• _TAREAS_:
1) Copia del texto sobre Maud y Eduardo el fragmento que empieza con las palabras que contienen "Eran caracteres muy" y termina con "y obtuvo sustento.".
2) Reescribe en forma de lista el párrafo del texto sobre Maud y Eduardo que comienza con «Eran caracteres muy complementarios», conservando sus datos principales.

• _TEXTO PROPORCIONADO_:
Eran caracteres muy complementarios, a mi parecer. Maud era receptiva, dedicó más en su vida a escuchar lo que hacían otros que a presumir de su pasado, enriquecido por la confianza con la que trató a Andrè Breton y a otras sustancias intelectuales o poéticas de los tiempos de la guerra mundial, en París, así como a su propio arte, pues de sus cerámicas y dibujos no hizo mención sino cuando alguien la requería para hacer presente su modo de explicar la realidad desde la belleza. Eduardo era más retraído, y también escuchaba, pero cuando se trataba de contar su propia historia era prolijo como un literato, o como un historiador, capaz de recordar todos los detalles de una aventura, con pelos y señales, fuera esa aventura imprescindible o una anécdota ocurrida ante sus ojos en el banco en el que durante años tuvo acomodo y obtuvo sustento.

• _MATERIAL PROPORCIONADO_:

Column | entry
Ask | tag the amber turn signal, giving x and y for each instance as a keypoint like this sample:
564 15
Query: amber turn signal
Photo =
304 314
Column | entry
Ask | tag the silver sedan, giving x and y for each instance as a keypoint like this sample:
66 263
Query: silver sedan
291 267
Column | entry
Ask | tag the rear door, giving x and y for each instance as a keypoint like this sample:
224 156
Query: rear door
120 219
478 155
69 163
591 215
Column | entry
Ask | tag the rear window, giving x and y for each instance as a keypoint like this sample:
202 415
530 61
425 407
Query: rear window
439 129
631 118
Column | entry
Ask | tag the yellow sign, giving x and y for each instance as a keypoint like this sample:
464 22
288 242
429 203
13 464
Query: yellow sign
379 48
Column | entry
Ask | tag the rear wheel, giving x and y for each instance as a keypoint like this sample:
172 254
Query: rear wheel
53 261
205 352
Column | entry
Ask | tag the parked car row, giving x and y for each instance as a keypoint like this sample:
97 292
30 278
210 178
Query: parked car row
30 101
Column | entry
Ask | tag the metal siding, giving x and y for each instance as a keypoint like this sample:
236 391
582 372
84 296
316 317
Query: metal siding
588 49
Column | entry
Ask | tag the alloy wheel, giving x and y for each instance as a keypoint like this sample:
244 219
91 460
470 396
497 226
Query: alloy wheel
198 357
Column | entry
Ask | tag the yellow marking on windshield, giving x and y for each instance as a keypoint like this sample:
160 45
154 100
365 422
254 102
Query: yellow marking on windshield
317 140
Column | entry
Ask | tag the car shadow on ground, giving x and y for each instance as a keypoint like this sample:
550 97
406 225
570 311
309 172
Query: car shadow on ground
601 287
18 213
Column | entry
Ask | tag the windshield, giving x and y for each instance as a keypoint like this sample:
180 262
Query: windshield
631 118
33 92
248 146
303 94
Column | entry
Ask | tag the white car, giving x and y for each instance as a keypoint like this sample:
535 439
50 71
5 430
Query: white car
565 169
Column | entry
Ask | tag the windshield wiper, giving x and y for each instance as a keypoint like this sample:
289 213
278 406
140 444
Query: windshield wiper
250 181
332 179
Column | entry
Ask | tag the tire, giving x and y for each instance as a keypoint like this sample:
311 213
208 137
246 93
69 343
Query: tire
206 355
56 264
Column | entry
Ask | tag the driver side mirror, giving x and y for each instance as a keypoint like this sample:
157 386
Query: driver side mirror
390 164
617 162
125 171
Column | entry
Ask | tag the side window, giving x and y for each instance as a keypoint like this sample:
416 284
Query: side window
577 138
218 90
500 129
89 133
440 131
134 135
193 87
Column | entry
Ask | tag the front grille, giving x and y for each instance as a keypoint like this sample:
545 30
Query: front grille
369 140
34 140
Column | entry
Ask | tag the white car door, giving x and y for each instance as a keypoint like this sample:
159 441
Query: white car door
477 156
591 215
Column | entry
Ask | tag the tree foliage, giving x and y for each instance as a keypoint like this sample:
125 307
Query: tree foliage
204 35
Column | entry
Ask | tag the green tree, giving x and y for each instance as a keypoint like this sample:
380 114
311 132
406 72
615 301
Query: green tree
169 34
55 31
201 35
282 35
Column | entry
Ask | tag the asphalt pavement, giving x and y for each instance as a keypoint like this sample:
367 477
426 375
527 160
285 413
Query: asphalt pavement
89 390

• _SOLUCIONES_:
1)
Eran caracteres muy complementarios, a mi parecer. Maud era receptiva, dedicó más en su vida a escuchar lo que hacían otros que a presumir de su pasado, enriquecido por la confianza con la que trató a Andrè Breton y a otras sustancias intelectuales o poéticas de los tiempos de la guerra mundial, en París, así como a su propio arte, pues de sus cerámicas y dibujos no hizo mención sino cuando alguien la requería para hacer presente su modo de explicar la realidad desde la belleza. Eduardo era más retraído, y también escuchaba, pero cuando se trataba de contar su propia historia era prolijo como un literato, o como un historiador, capaz de recordar todos los detalles de una aventura, con pelos y señales, fuera esa aventura imprescindible o una anécdota ocurrida ante sus ojos en el banco en el que durante años tuvo acomodo y obtuvo sustento.

2)
- Quien escribe considera que Maud y Eduardo tenían caracteres muy complementarios.
- Maud era receptiva. Dedicó más su vida a escuchar a otros que a presumir de su pasado en el París de la guerra mundial, cuando trató con confianza a Andrè Breton. Solo mencionaba sus cerámicas y dibujos cuando alguien se lo pedía.
- Eduardo era más retraído y también escuchaba. Al contar su propia historia era prolijo como un literato o un historiador y recordaba todos los detalles, tanto de aventuras imprescindibles como de anécdotas del banco donde trabajó durante años.